--- START ---

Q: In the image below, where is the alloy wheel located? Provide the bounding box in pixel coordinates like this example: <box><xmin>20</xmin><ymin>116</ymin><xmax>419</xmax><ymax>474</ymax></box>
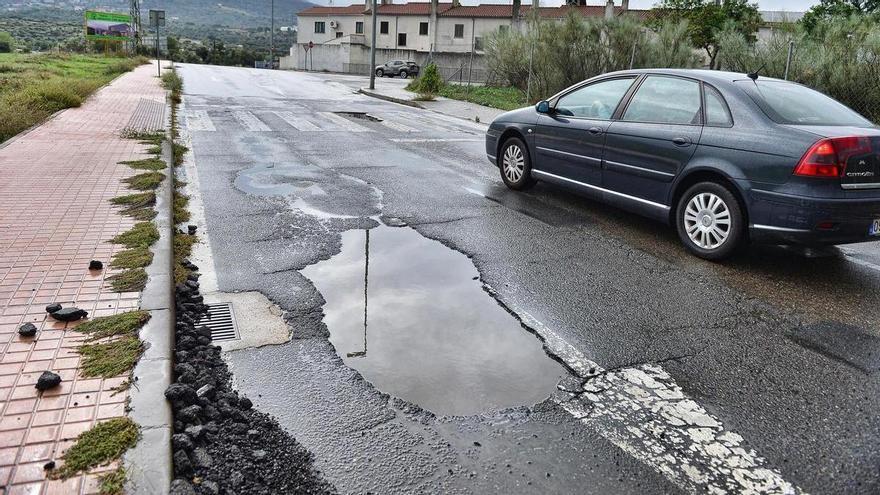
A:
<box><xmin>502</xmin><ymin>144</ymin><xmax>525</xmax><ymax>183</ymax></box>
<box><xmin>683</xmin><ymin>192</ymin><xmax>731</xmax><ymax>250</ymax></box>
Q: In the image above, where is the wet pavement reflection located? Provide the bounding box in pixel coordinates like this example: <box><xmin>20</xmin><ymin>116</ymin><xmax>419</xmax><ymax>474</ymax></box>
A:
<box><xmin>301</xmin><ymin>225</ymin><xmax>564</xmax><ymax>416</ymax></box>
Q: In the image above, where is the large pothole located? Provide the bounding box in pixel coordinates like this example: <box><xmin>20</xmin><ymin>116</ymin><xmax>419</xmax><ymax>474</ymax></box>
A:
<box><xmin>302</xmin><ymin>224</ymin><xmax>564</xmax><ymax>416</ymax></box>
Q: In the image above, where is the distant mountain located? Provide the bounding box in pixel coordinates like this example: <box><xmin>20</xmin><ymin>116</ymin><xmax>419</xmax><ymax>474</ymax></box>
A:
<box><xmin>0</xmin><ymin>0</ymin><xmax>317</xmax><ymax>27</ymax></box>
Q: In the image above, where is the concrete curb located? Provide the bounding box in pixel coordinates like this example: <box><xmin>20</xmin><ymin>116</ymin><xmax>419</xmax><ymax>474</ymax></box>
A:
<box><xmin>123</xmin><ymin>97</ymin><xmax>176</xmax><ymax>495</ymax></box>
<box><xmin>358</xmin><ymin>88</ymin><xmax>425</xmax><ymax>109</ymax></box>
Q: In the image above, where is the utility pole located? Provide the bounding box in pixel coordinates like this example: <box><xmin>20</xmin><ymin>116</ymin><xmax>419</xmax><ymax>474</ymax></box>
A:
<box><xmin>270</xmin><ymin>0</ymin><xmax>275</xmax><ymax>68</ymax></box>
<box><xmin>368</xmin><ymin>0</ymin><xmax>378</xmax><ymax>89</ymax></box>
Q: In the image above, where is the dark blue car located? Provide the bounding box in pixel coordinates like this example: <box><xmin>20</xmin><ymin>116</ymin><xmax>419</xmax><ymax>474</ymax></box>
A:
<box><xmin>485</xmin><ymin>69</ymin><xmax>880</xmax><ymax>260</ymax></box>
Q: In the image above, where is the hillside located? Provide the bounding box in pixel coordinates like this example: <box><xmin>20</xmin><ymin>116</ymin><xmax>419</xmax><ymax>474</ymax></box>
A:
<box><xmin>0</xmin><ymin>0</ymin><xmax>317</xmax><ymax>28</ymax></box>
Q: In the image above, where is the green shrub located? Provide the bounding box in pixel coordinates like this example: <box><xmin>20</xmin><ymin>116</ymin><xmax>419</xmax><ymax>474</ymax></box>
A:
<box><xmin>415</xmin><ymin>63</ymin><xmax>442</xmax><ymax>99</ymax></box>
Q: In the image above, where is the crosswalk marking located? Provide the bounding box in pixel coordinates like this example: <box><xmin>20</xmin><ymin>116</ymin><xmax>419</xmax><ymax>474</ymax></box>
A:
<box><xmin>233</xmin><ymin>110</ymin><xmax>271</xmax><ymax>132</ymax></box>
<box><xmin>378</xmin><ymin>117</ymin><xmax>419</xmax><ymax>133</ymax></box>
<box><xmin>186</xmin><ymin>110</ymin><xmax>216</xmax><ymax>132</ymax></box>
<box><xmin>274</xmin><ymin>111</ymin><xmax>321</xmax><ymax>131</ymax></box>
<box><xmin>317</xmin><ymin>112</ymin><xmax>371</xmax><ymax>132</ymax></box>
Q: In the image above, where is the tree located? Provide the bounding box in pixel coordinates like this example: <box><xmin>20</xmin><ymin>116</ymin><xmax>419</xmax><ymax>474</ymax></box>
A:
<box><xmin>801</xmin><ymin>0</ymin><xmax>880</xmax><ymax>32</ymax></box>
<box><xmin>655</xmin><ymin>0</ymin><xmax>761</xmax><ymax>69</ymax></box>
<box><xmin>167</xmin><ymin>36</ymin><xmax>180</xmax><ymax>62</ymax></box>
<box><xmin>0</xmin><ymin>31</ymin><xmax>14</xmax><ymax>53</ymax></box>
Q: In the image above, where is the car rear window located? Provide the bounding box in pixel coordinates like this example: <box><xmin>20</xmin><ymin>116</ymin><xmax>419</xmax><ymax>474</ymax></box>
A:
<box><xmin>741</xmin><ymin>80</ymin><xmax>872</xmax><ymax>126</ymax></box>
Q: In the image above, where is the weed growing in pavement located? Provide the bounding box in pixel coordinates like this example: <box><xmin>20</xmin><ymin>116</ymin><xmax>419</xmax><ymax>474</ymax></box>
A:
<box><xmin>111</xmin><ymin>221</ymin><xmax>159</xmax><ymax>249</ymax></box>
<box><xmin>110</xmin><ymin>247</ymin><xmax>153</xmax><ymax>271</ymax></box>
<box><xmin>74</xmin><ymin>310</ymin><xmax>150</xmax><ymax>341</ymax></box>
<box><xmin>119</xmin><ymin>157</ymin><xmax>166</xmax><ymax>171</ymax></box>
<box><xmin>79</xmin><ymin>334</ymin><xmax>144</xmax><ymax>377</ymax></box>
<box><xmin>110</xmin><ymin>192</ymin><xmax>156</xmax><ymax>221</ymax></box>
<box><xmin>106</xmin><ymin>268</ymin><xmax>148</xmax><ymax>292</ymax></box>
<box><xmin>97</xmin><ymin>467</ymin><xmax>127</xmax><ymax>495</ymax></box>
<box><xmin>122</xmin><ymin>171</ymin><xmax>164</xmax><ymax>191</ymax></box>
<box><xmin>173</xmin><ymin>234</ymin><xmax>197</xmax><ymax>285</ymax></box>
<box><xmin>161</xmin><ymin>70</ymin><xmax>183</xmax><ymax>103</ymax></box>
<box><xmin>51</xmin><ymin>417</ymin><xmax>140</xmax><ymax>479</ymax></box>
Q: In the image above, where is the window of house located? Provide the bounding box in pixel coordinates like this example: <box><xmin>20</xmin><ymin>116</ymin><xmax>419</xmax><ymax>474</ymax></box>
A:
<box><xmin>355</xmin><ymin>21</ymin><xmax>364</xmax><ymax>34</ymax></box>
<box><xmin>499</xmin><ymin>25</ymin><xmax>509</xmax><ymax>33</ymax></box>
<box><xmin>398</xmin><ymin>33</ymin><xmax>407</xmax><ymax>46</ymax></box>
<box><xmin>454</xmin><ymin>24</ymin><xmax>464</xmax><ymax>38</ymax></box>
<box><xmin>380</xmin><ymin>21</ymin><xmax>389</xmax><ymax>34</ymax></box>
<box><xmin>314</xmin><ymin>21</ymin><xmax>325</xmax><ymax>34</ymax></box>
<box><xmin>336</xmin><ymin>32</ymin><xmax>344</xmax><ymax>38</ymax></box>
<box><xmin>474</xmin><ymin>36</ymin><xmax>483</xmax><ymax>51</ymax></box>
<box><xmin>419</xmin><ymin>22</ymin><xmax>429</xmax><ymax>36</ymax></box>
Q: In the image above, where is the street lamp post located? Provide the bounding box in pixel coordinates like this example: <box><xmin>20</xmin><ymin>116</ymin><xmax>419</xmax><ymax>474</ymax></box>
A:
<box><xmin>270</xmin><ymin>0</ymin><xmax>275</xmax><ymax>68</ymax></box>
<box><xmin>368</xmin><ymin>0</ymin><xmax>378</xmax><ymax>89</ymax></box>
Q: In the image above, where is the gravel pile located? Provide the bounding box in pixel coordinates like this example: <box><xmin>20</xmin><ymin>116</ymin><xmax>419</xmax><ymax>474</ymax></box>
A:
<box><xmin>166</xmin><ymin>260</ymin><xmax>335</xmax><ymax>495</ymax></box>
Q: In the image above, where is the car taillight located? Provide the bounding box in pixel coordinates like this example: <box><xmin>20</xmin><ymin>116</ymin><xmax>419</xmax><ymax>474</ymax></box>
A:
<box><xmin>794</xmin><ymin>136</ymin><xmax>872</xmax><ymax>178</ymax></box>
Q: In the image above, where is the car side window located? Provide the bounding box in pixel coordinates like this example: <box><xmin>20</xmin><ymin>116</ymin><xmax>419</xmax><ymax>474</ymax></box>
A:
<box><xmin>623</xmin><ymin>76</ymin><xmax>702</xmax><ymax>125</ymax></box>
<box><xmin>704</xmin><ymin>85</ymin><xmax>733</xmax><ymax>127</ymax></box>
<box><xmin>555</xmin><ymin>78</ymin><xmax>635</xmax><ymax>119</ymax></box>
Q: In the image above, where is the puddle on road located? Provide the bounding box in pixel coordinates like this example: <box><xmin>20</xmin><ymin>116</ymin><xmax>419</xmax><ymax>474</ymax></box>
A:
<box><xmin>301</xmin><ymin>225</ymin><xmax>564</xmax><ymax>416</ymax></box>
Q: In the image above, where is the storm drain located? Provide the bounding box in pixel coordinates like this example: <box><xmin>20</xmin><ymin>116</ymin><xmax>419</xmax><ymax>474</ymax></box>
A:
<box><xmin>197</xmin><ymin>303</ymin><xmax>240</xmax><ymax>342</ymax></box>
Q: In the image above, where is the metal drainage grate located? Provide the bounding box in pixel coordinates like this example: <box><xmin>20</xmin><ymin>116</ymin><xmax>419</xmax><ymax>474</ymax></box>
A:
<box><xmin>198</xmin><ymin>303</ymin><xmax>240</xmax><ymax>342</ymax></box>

--- END ---

Exercise
Everything above from the line containing "Q: In the image above, where is the car rear" through the line containing "Q: In the image above, where is the weed" must be copied exactly. Nothing outside that range belongs in the answer.

Reply to the task
Q: In the image above, where is the car rear window located? Provide the bounding box in pixel coordinates like this example: <box><xmin>20</xmin><ymin>116</ymin><xmax>419</xmax><ymax>474</ymax></box>
A:
<box><xmin>741</xmin><ymin>80</ymin><xmax>872</xmax><ymax>126</ymax></box>
Q: In the image above, where is the weed growing in pavement located? Provide the bounding box in pixel coordinates like this example: <box><xmin>20</xmin><ymin>116</ymin><xmax>419</xmax><ymax>474</ymax></box>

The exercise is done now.